» TASK DIRECTIONS: Exactly repeat the line that contains "of the marker", then every line after it up to and including the final line.

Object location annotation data
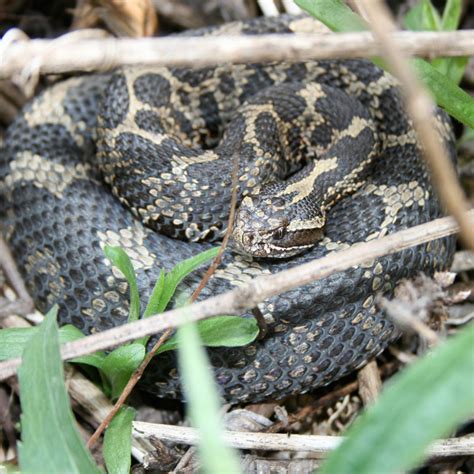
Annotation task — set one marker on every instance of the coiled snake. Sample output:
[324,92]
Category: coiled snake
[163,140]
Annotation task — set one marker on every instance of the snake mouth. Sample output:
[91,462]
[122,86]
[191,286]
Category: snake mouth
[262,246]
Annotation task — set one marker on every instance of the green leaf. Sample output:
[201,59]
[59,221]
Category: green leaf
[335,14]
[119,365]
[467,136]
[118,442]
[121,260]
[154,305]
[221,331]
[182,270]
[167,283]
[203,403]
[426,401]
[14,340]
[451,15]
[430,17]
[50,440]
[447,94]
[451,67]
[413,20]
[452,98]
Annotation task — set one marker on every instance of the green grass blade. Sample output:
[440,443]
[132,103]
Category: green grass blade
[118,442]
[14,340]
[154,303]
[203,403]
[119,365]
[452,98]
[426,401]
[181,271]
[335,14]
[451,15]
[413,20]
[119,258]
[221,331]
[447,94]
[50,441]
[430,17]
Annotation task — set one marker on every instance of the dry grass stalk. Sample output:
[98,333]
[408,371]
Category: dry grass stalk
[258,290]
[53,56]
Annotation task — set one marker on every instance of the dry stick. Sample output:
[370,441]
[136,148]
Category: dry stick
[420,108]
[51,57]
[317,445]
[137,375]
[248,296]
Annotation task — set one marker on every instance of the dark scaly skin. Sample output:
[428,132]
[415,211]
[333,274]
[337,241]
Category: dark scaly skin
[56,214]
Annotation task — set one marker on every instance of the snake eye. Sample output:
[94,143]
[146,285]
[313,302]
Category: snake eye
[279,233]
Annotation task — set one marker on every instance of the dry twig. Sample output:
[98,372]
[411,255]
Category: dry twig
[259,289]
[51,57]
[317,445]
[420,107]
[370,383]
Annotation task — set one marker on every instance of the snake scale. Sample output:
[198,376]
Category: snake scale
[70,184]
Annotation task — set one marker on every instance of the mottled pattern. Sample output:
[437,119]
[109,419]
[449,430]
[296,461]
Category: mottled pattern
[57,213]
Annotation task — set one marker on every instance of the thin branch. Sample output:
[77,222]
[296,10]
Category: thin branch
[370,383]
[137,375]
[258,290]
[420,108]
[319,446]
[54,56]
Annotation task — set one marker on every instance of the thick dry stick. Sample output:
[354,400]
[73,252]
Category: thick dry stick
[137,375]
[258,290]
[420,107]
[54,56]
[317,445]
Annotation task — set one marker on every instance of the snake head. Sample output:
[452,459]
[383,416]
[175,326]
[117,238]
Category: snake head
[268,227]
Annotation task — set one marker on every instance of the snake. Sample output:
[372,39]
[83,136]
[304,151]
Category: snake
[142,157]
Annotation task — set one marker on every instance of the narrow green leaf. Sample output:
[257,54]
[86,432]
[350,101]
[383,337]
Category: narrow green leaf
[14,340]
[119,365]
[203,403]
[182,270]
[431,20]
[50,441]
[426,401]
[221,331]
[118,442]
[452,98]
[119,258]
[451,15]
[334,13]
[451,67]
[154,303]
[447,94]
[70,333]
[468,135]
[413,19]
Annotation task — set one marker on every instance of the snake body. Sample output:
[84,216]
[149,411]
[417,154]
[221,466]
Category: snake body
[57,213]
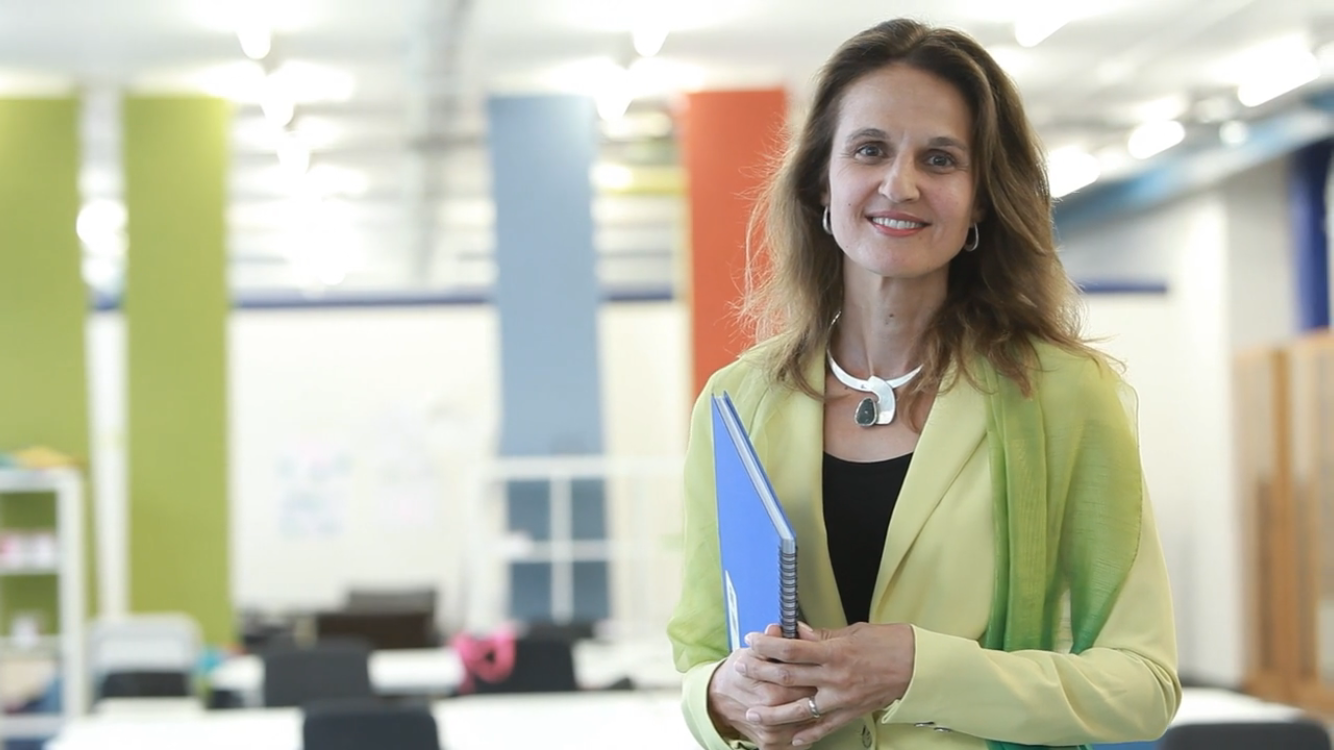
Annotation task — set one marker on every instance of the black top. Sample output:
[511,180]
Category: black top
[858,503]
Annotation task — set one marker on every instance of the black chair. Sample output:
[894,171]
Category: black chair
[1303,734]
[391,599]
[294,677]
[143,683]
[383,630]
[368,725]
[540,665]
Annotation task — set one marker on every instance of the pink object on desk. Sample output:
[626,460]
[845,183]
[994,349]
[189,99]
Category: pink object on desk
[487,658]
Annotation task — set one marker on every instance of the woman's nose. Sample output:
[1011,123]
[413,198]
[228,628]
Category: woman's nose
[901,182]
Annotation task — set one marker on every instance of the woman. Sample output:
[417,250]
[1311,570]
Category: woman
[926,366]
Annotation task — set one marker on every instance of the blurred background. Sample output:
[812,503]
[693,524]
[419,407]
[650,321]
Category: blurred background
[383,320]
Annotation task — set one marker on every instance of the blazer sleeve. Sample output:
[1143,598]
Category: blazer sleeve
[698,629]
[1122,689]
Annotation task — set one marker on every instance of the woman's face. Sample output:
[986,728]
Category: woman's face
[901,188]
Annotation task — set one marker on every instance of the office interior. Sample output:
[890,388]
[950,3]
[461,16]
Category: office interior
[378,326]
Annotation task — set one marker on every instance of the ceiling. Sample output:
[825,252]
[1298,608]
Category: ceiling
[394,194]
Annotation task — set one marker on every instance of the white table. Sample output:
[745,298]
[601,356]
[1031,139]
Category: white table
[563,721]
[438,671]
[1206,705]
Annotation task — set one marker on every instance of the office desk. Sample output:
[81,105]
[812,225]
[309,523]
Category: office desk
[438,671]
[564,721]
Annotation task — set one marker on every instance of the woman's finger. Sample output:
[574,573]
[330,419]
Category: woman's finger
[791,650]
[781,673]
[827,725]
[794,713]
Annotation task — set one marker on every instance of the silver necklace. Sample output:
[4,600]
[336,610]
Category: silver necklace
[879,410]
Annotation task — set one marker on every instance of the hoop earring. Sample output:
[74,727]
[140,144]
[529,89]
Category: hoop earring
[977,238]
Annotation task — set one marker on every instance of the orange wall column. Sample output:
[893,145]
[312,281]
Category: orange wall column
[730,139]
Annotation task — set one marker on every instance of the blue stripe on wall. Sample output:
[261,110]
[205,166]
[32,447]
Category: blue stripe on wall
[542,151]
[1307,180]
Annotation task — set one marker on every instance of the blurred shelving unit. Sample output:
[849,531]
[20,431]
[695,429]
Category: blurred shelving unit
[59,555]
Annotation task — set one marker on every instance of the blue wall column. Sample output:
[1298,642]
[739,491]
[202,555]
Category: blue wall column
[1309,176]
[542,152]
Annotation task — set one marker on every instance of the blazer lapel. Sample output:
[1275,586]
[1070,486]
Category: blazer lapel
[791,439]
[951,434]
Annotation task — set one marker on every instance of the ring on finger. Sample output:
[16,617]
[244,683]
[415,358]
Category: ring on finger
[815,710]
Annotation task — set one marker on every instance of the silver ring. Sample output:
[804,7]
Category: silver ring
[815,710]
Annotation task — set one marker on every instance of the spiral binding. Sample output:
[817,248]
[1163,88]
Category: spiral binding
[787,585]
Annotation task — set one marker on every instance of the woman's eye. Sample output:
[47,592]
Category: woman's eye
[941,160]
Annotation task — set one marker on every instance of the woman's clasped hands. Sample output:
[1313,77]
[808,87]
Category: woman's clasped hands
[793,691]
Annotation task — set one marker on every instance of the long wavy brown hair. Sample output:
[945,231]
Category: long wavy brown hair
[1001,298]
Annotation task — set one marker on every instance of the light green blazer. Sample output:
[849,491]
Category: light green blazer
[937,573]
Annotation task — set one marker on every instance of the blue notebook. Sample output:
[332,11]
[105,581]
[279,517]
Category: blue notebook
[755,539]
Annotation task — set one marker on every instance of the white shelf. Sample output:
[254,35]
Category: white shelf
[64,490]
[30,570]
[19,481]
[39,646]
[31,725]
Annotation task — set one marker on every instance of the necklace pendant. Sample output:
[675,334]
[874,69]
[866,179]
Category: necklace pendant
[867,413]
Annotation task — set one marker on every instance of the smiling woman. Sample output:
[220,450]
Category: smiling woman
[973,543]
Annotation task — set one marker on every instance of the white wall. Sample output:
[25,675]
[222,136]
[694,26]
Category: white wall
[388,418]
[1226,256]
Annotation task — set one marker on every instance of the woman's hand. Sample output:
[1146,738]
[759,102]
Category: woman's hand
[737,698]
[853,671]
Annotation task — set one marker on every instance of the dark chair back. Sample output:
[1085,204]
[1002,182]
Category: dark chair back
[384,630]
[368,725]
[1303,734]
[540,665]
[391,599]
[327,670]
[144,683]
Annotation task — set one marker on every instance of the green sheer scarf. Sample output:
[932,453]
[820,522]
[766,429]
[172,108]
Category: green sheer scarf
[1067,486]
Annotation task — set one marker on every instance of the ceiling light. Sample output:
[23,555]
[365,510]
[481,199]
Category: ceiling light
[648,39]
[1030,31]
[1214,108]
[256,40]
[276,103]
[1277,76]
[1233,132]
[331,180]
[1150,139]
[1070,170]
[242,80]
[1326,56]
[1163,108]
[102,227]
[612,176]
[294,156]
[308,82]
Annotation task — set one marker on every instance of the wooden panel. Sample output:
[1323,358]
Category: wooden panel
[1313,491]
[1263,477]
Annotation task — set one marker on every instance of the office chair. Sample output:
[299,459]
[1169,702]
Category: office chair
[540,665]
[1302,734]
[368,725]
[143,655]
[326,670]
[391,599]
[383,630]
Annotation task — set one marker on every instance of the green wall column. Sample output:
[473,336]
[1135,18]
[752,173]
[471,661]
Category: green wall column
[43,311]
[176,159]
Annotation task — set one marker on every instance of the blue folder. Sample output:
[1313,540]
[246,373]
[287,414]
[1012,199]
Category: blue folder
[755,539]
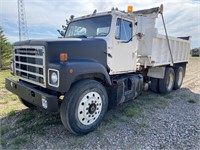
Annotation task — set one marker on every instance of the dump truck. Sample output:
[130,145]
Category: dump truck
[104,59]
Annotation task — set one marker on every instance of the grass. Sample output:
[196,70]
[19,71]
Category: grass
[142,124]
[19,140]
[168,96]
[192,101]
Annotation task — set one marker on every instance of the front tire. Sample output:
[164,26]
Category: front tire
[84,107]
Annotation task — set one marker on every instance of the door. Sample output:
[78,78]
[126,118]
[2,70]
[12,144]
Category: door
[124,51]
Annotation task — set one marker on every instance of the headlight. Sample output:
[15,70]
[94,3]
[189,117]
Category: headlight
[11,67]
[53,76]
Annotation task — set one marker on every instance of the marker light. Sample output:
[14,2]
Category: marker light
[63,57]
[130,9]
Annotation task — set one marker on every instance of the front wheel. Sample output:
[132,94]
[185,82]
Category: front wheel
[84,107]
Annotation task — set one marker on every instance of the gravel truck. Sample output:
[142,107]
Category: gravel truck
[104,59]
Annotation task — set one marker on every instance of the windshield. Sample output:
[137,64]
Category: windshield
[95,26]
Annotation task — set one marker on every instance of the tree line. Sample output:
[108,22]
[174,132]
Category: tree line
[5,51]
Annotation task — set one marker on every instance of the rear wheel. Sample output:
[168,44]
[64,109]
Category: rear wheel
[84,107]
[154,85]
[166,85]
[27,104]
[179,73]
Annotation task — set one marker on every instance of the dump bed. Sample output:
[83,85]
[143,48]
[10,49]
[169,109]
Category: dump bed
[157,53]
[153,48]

» ANSWER FOR THE TASK:
Annotation task — set one marker on every instance of the marker light. Sample output:
[14,2]
Category: marker light
[63,57]
[130,9]
Annotation task — set one marker on every instance of the front wheel. Sample output:
[132,94]
[185,82]
Category: front wheel
[84,107]
Annotation task — set one marker on every instance of the gravel truck. Sample output:
[142,107]
Category: gravel truck
[104,59]
Annotation task — set one marker on every instance of the windshield. Sample output:
[137,64]
Category: windshield
[95,26]
Annotation task — set one marker on every instance of the tree line. Sample output:
[108,22]
[174,132]
Category: tree line
[5,51]
Annotation task — set one marker on every instance of the rear wheel. Sample output:
[168,44]
[64,109]
Category: rear wheel
[84,107]
[154,85]
[166,85]
[27,104]
[179,73]
Annotation task — set one marker on every instance of the dump bed. Sample output:
[83,85]
[143,48]
[10,49]
[169,109]
Category: dump bed
[157,53]
[153,48]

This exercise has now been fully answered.